■ Do this
Transcribe, character for character, the stretch of the listing below from the line containing "panel in the photo above." through the final line of the listing.

********

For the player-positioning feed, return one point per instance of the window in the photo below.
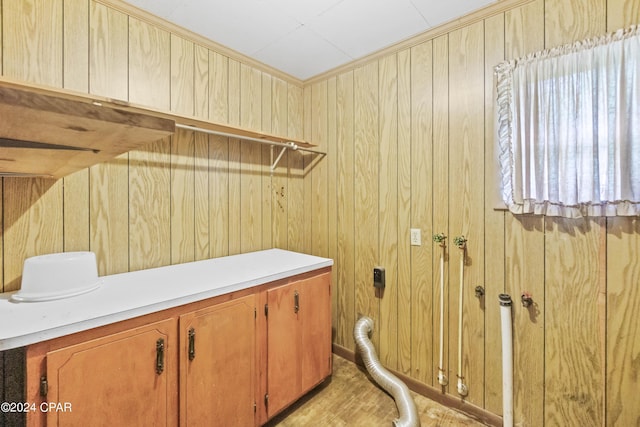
(569, 128)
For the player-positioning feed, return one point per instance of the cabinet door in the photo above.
(315, 329)
(128, 378)
(283, 347)
(218, 359)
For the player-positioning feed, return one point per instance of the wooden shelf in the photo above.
(54, 132)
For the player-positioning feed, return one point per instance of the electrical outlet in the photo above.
(378, 277)
(416, 238)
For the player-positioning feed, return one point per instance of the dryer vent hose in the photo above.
(385, 379)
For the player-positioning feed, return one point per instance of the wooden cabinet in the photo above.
(210, 362)
(127, 378)
(298, 339)
(217, 364)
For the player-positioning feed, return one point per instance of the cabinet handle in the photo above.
(159, 356)
(192, 344)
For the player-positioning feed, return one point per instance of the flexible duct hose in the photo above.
(389, 382)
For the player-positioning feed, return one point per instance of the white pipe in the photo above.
(462, 388)
(389, 382)
(507, 360)
(442, 378)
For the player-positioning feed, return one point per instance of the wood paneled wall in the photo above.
(186, 198)
(415, 149)
(409, 142)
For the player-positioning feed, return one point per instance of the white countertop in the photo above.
(128, 295)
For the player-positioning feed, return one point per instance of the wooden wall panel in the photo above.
(76, 77)
(466, 175)
(441, 206)
(250, 161)
(219, 178)
(280, 185)
(344, 288)
(319, 171)
(388, 208)
(307, 173)
(33, 36)
(234, 161)
(622, 14)
(332, 186)
(295, 200)
(623, 328)
(182, 75)
(524, 250)
(366, 191)
(566, 22)
(494, 245)
(573, 392)
(421, 208)
(32, 223)
(108, 52)
(404, 211)
(267, 208)
(33, 208)
(182, 197)
(149, 167)
(201, 152)
(201, 82)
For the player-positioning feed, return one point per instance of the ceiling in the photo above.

********

■ Exercise result
For the player-positioning feed, return one point per instance of the wooden wall panel in the photo above.
(76, 77)
(466, 175)
(441, 206)
(250, 161)
(219, 178)
(280, 185)
(344, 288)
(319, 171)
(388, 208)
(307, 173)
(33, 36)
(234, 161)
(622, 14)
(332, 186)
(295, 200)
(623, 328)
(182, 75)
(524, 250)
(366, 191)
(566, 22)
(494, 245)
(573, 392)
(421, 208)
(32, 223)
(108, 52)
(404, 211)
(267, 208)
(33, 208)
(182, 197)
(149, 167)
(201, 152)
(201, 82)
For the player-positioning feed, return one point per instance of the ceiling in the photo above.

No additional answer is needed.